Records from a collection
□ □ □ □

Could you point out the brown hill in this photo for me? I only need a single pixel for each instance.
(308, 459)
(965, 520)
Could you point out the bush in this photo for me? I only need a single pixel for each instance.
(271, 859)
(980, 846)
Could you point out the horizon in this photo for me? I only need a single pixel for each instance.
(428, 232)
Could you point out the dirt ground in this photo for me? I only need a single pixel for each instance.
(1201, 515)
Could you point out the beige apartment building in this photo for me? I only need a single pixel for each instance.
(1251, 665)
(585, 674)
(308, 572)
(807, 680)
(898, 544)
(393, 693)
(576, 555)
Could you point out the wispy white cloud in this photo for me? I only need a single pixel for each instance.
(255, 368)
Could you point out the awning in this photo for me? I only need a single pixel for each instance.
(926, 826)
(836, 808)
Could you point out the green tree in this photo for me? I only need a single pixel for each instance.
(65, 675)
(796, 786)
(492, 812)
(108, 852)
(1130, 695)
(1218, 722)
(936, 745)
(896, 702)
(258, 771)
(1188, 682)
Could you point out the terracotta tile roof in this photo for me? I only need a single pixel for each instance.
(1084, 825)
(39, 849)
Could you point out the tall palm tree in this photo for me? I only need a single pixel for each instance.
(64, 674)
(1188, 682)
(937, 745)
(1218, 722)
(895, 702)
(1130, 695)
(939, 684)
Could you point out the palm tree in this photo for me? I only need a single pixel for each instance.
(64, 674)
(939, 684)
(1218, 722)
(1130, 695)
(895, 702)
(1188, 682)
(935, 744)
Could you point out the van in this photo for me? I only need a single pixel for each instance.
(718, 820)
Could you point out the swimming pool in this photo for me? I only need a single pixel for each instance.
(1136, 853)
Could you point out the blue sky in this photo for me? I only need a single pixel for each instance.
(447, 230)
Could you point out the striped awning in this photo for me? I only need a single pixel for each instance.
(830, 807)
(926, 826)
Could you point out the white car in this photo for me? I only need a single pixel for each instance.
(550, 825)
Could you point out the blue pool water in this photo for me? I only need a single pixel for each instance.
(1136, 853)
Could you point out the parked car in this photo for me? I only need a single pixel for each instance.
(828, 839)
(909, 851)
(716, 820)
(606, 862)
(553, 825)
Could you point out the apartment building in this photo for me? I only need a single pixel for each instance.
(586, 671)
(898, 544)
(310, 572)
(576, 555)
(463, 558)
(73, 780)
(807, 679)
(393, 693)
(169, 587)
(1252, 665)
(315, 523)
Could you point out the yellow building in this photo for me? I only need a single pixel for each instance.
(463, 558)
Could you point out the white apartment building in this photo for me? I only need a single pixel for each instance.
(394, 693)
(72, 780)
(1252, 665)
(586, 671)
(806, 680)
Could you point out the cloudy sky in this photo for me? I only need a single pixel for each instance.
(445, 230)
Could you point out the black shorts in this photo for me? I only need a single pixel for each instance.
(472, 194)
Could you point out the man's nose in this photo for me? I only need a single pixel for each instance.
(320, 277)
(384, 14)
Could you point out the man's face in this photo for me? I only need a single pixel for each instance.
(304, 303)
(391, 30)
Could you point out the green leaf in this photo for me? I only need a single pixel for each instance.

□ □ □ □

Required work: Output nothing but the lines from the one that contains "Could you point out the man's face" through the final line of the entries above, exactly as they appear.

Answer section:
Could you point out the man's face in this photo for me? I only need a single pixel for each instance.
(304, 303)
(391, 30)
Could you point out the green leaf in this photo for me? I only need a single pixel for each instance.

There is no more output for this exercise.